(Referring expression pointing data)
=== Begin Enclosure ===
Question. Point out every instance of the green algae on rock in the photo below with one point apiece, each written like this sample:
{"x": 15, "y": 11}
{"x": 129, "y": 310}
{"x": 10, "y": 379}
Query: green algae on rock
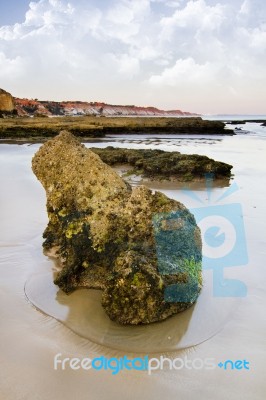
{"x": 159, "y": 164}
{"x": 141, "y": 248}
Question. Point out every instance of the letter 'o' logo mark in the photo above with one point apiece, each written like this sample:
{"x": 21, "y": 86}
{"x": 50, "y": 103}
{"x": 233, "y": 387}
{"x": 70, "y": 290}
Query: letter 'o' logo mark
{"x": 219, "y": 236}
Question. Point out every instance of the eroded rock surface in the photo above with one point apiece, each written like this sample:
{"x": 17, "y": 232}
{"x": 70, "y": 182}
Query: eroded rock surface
{"x": 7, "y": 105}
{"x": 141, "y": 248}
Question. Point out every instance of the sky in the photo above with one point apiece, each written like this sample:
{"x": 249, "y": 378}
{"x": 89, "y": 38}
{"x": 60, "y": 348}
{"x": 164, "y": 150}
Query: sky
{"x": 203, "y": 56}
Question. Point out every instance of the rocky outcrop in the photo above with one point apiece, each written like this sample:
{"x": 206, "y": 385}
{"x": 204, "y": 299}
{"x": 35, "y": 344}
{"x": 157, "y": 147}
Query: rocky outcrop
{"x": 159, "y": 164}
{"x": 27, "y": 107}
{"x": 141, "y": 248}
{"x": 7, "y": 105}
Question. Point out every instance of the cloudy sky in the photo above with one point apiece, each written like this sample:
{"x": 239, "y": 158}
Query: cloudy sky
{"x": 200, "y": 55}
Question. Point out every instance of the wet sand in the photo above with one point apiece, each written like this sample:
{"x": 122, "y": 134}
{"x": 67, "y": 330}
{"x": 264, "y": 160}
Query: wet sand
{"x": 233, "y": 329}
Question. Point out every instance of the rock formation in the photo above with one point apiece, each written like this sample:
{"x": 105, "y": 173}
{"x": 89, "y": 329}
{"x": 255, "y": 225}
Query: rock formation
{"x": 7, "y": 105}
{"x": 141, "y": 248}
{"x": 26, "y": 107}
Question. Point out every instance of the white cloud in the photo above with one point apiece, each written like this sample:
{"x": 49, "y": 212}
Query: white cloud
{"x": 184, "y": 72}
{"x": 83, "y": 49}
{"x": 196, "y": 15}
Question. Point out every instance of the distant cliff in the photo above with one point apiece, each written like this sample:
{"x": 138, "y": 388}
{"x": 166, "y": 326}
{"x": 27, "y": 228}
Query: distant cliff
{"x": 27, "y": 107}
{"x": 7, "y": 104}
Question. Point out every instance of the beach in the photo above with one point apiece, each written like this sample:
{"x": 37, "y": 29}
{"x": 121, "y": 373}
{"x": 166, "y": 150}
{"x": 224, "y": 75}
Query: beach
{"x": 37, "y": 322}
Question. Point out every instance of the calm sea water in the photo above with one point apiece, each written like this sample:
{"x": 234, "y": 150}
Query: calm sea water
{"x": 219, "y": 328}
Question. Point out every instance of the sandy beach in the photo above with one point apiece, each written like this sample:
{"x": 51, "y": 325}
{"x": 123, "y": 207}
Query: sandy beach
{"x": 38, "y": 321}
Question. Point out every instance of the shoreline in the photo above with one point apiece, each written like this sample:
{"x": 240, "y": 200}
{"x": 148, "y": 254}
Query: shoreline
{"x": 98, "y": 127}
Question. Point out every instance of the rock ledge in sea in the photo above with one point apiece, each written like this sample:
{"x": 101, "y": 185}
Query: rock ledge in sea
{"x": 141, "y": 248}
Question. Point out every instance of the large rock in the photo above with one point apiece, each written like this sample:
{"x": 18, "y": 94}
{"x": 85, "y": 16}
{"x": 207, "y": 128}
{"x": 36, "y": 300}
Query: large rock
{"x": 141, "y": 248}
{"x": 7, "y": 105}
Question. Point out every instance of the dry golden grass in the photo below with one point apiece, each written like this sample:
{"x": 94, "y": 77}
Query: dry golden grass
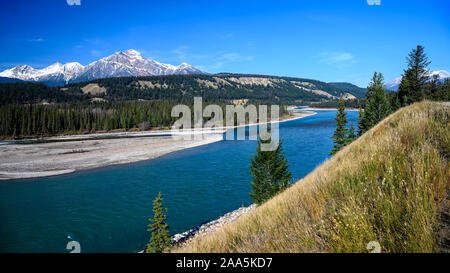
=== End Enclosure ===
* Exercise prompt: Read the data above. Pull out each line in which the string "grass" appears.

* The completed task:
Question. Point out every instance of the dry golden grass in the photo below with one point apiece, each written like this sample:
Query: dry golden grass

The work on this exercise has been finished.